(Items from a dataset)
* * *
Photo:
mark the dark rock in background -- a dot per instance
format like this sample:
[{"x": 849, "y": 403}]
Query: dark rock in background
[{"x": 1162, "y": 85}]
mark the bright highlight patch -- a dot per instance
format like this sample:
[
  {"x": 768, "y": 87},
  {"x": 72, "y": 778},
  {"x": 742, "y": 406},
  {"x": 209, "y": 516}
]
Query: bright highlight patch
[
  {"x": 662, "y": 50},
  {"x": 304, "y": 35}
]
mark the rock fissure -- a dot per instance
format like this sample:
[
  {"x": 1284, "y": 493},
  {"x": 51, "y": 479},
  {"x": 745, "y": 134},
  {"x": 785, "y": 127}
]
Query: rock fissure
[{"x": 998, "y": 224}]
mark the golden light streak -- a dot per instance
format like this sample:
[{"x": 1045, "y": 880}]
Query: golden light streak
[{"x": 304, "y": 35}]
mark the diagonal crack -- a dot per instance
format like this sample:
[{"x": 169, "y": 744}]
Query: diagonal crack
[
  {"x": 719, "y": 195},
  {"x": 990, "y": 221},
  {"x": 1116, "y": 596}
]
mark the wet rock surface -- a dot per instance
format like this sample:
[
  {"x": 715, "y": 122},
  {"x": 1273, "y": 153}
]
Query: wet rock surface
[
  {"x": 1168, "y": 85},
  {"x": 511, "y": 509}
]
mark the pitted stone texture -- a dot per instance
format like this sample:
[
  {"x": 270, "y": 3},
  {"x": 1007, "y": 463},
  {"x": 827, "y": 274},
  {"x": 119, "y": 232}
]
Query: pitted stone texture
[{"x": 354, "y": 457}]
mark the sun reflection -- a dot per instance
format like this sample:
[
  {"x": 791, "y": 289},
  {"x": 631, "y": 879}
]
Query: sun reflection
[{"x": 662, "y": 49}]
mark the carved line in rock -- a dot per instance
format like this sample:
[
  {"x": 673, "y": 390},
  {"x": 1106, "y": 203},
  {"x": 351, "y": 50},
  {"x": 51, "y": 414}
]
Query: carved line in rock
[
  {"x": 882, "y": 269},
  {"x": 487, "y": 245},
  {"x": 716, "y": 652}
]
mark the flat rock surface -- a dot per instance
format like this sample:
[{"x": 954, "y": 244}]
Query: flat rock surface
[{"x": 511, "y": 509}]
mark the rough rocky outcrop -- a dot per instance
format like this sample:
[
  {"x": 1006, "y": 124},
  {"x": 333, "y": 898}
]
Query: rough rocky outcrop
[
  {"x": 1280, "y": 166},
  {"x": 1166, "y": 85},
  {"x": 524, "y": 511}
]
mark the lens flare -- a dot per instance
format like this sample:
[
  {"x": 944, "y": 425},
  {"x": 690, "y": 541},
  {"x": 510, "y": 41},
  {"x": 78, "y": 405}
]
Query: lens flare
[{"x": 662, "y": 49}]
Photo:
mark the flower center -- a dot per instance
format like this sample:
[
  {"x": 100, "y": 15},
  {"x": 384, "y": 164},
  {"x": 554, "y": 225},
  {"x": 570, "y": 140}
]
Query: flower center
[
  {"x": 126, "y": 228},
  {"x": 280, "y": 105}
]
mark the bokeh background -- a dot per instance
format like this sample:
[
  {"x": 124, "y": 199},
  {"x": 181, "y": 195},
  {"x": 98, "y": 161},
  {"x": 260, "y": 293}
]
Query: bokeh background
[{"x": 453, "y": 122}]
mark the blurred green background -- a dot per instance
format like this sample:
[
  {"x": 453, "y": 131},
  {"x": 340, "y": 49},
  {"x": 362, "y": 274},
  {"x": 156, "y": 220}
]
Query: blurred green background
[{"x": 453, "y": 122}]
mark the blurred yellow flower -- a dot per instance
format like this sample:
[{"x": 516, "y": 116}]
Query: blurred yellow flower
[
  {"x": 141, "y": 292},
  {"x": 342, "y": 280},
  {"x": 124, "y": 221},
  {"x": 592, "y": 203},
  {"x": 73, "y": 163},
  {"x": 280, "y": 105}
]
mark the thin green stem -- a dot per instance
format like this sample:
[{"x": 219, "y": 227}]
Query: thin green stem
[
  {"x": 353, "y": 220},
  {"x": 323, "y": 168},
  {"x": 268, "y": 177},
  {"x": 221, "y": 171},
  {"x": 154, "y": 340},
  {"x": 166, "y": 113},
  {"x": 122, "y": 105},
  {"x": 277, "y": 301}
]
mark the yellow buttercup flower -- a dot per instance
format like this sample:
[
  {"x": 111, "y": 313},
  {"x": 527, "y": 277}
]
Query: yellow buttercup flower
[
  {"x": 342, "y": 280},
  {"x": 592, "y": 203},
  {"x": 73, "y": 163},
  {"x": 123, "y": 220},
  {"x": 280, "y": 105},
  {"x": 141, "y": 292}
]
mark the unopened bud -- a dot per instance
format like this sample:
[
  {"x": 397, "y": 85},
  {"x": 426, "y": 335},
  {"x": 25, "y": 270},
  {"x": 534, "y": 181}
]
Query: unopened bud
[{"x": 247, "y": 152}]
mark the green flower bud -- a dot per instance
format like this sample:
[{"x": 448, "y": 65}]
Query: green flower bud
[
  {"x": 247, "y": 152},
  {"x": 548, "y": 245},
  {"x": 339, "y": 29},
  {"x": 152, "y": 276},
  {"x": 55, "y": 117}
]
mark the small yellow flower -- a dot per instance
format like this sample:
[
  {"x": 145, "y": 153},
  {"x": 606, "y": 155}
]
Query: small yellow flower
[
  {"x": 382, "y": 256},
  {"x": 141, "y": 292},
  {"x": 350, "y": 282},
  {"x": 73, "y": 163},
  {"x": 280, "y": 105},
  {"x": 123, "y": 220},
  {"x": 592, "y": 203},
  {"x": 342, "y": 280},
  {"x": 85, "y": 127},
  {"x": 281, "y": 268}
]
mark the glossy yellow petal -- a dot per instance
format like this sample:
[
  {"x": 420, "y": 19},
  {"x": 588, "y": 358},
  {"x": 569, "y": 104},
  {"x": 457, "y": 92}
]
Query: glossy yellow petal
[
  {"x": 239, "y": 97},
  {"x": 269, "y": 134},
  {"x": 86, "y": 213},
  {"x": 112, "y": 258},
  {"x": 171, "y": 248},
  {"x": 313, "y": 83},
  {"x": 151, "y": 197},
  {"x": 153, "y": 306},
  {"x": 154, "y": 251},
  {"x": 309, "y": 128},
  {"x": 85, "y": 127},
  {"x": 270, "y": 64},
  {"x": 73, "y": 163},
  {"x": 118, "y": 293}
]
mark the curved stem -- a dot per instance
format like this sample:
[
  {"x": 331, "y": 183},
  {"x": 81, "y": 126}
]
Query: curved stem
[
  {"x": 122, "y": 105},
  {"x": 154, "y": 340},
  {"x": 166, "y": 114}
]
* * *
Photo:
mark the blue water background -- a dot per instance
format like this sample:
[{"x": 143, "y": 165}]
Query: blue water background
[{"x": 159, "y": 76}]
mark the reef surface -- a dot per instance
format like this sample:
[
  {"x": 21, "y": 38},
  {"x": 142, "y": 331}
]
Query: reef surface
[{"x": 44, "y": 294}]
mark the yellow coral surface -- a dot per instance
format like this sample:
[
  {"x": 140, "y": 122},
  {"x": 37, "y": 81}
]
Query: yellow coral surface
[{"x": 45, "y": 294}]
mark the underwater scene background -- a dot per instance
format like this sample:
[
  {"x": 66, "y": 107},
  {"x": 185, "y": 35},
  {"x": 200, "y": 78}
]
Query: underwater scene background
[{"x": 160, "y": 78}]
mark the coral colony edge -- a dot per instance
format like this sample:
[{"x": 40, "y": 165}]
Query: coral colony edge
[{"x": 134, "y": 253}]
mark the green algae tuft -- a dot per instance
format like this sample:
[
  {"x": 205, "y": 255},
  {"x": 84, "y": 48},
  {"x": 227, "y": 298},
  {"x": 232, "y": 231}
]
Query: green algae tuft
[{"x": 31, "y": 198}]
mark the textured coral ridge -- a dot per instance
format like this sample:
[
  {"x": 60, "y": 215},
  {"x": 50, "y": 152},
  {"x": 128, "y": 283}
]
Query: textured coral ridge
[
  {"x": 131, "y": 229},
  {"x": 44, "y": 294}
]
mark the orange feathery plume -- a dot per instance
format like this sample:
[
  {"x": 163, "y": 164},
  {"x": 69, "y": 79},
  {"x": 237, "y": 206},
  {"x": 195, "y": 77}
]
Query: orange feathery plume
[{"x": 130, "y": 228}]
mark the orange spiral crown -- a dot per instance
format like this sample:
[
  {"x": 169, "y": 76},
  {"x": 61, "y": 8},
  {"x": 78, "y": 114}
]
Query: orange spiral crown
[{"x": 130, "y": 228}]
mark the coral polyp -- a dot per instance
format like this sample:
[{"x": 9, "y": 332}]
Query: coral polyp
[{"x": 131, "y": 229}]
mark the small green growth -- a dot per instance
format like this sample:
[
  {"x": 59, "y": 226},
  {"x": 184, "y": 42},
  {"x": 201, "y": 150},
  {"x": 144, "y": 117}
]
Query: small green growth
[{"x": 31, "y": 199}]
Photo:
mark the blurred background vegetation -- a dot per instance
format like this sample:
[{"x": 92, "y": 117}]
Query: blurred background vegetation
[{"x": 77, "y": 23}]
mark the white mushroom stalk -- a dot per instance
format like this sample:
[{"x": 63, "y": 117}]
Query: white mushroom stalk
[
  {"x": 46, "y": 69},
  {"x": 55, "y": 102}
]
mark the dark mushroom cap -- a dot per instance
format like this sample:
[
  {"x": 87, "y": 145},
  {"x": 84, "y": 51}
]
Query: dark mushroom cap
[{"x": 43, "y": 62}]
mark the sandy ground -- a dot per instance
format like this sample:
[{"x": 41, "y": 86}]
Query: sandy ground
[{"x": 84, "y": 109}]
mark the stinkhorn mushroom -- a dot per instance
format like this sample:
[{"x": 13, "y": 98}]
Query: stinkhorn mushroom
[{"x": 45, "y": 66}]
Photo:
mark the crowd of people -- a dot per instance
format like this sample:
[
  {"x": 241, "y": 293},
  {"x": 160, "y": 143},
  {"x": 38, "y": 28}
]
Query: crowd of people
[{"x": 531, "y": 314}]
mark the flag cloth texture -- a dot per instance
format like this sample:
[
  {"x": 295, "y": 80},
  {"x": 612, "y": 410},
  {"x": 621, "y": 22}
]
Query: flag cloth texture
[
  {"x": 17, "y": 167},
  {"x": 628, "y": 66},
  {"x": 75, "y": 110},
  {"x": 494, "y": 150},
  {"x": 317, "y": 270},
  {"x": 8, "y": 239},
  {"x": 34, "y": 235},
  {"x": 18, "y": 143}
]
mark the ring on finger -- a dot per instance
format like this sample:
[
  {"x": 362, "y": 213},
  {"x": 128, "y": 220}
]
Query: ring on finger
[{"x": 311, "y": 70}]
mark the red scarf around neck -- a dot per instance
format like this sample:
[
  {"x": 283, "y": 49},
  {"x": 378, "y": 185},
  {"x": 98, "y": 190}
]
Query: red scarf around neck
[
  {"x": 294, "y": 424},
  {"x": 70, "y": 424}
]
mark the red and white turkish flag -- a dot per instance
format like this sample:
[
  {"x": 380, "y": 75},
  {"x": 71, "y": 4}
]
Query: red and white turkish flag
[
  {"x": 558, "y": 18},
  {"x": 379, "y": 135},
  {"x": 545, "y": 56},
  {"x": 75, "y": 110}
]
* * *
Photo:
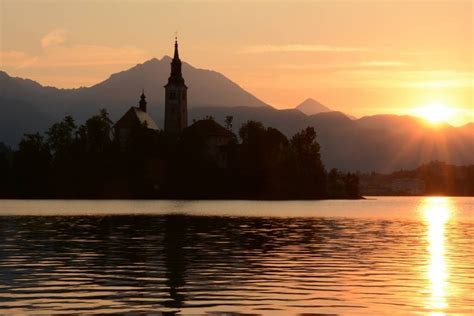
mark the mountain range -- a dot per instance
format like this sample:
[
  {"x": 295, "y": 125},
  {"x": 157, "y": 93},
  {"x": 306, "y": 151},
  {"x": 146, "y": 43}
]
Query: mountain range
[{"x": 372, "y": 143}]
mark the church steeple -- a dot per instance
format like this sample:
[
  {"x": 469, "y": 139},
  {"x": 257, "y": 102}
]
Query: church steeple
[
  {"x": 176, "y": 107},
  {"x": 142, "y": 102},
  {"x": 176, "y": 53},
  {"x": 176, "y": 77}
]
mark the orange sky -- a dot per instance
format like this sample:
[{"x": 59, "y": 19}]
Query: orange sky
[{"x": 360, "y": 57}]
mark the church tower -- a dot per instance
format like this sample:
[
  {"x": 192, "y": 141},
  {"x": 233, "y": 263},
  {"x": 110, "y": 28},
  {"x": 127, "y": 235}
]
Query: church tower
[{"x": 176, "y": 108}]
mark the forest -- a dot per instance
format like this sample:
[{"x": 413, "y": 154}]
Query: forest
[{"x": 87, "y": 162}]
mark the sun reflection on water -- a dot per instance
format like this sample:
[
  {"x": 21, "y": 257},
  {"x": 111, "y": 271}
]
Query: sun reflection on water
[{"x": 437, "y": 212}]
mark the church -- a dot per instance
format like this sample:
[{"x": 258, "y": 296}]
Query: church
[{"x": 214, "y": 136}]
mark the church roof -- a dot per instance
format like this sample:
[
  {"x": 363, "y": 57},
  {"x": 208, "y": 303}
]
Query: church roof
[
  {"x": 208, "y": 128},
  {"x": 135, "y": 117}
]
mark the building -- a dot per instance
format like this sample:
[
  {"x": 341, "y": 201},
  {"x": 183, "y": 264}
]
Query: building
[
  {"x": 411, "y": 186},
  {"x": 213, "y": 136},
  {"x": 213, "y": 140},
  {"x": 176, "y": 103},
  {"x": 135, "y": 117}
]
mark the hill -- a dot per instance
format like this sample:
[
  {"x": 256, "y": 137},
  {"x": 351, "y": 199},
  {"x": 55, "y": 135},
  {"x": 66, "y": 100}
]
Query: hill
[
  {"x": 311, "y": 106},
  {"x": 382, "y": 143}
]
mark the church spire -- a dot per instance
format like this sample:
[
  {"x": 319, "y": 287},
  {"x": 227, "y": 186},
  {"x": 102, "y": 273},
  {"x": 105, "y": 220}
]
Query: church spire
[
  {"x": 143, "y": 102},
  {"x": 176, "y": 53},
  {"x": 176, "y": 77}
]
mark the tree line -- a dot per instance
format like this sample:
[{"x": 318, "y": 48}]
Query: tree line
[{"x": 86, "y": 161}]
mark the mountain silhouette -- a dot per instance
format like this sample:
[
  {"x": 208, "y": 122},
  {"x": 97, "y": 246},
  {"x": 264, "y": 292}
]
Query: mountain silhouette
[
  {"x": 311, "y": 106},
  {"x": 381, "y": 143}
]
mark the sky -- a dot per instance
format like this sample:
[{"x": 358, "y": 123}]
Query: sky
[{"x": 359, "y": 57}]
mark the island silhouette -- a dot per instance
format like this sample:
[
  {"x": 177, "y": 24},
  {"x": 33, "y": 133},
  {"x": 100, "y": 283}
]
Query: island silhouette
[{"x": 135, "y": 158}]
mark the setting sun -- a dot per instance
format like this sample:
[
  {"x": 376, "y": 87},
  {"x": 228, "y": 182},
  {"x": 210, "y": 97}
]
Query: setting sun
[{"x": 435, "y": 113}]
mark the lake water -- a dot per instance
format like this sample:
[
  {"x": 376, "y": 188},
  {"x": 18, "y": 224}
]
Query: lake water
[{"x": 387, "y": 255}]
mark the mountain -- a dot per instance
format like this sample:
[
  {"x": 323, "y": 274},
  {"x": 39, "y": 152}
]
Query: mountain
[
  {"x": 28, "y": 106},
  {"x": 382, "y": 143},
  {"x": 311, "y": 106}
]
* * *
=== Your task ===
Count the lines in the records above that contain the string "stalk". Reply with the number only.

=== Solution ===
2